> **EXERCISE GOAL**
In the passage about the soul and relating to God, which English words is the Greek word psuche translated as?

> **DOCUMENT SEGMENT**

For many who feel they can’t relate to God, there’s wonderful biblical encouragement which, I think, we don’t hear often enough.
For others, who talk much about a relationship with Jesus, I think they’ve missed the full impact of what that means. After four decades as a Christian, I know I certainly did.
It’s almost as if, had it not been for sin, man has no reason to relate to God. Jesus is only good for his blood and gig on the cross; so, other than getting people to heaven when they die, there’s little need to follow him.
At the start of this series, we saw that a soul is a whole person, the self, the essence of personhood and being. God is also a Soul, a Person.
“Soul” conveys a totality of spiritual and physical, visible and invisible components. The Greek word psuche is variously translated as life, self, heart, mind, soul, and person. Even when we shed our mortal bodies at physical death, Scripture indicates that the soul gains some type of spiritual body. “If there is a natural body, there is also a spiritual body.” (1Cor. 15:44)
For example, those in the afterlife are described as wearing clothes, although this could be a figure of speech. Nevertheless, they do speak and act, which indicates more than a floating, disembodied state of existence or merely telepathic interactions. The resurrection at the end of this age definitely reunites us with recognizable, yet better, physical bodies.
My point is that physical things always relate to spiritual things; and human souls are a microcosm of the unavoidable link between physical and spiritual, human and divine.
Why is this important? Because even in a corrupted state, human beings have more in common with God than does anything else in the physical creation, maybe in the entire creation. The hope He offers to the world is that this can be strengthened and deepened, fully restored to rightness, optimized for maximum health and well-being.
The new life that Scripture describes is completely thorough because it saves more than just the inner spiritual man and more than just the outer physical man. Salvation is a package that, by God’s wisdom and grace, addresses every aspect of the person, the entire self, the soul. The whole life transforms—in both its earthly context and its future context. No piece of the person (other than corruption itself) is left behind.
God designed you and I to live as healthy, cohesive beings. Brokenness is contrary to that design. At the risk of making this post much too long, the Scriptures below show the overlap between the elements of personhood, and the link between these and God’s own Personhood. Since these are a mere fraction of what God has to say about it, how did I (and so many others) miss it before?

> **EXTRACTED MATERIAL**
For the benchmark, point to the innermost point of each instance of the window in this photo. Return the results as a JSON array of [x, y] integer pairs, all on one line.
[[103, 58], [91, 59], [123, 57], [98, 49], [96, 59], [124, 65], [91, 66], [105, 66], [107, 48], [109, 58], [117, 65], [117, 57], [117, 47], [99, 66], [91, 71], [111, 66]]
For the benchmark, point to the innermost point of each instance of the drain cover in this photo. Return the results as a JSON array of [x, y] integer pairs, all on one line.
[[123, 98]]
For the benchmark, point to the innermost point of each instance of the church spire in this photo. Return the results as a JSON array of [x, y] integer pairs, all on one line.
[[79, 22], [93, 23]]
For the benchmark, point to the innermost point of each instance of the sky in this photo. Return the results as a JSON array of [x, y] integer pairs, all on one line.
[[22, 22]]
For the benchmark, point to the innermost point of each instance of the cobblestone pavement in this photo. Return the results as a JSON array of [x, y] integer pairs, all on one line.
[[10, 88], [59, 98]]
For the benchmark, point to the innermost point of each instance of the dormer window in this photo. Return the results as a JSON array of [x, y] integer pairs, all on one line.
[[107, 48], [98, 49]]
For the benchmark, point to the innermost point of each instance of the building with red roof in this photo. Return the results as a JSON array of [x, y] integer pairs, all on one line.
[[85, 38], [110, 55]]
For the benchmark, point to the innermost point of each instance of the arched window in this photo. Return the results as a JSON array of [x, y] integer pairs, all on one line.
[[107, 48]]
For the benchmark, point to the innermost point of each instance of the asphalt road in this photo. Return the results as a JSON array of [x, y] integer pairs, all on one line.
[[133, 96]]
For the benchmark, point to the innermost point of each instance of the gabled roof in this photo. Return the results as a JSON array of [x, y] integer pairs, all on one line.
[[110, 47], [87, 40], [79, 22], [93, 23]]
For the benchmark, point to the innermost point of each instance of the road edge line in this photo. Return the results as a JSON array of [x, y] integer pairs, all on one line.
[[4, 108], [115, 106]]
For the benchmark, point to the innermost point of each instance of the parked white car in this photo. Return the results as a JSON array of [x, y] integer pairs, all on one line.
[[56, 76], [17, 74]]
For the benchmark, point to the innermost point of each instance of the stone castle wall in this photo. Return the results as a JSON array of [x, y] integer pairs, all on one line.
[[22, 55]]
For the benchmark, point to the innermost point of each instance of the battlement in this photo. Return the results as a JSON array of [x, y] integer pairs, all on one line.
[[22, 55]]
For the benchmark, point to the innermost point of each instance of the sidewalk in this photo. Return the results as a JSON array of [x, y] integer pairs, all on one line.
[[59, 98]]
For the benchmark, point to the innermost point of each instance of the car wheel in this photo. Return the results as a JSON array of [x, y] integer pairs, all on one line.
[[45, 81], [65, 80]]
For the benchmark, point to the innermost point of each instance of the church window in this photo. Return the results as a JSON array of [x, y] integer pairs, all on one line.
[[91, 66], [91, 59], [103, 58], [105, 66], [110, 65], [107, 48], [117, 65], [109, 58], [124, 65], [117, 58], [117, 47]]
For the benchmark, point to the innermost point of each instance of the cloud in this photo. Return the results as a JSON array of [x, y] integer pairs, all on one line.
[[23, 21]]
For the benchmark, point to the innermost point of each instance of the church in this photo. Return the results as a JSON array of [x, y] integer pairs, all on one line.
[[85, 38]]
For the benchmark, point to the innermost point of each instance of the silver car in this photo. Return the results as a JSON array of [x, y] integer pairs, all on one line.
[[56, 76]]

> **ANSWER BELOW**
Life, self, heart, mind, soul, and person.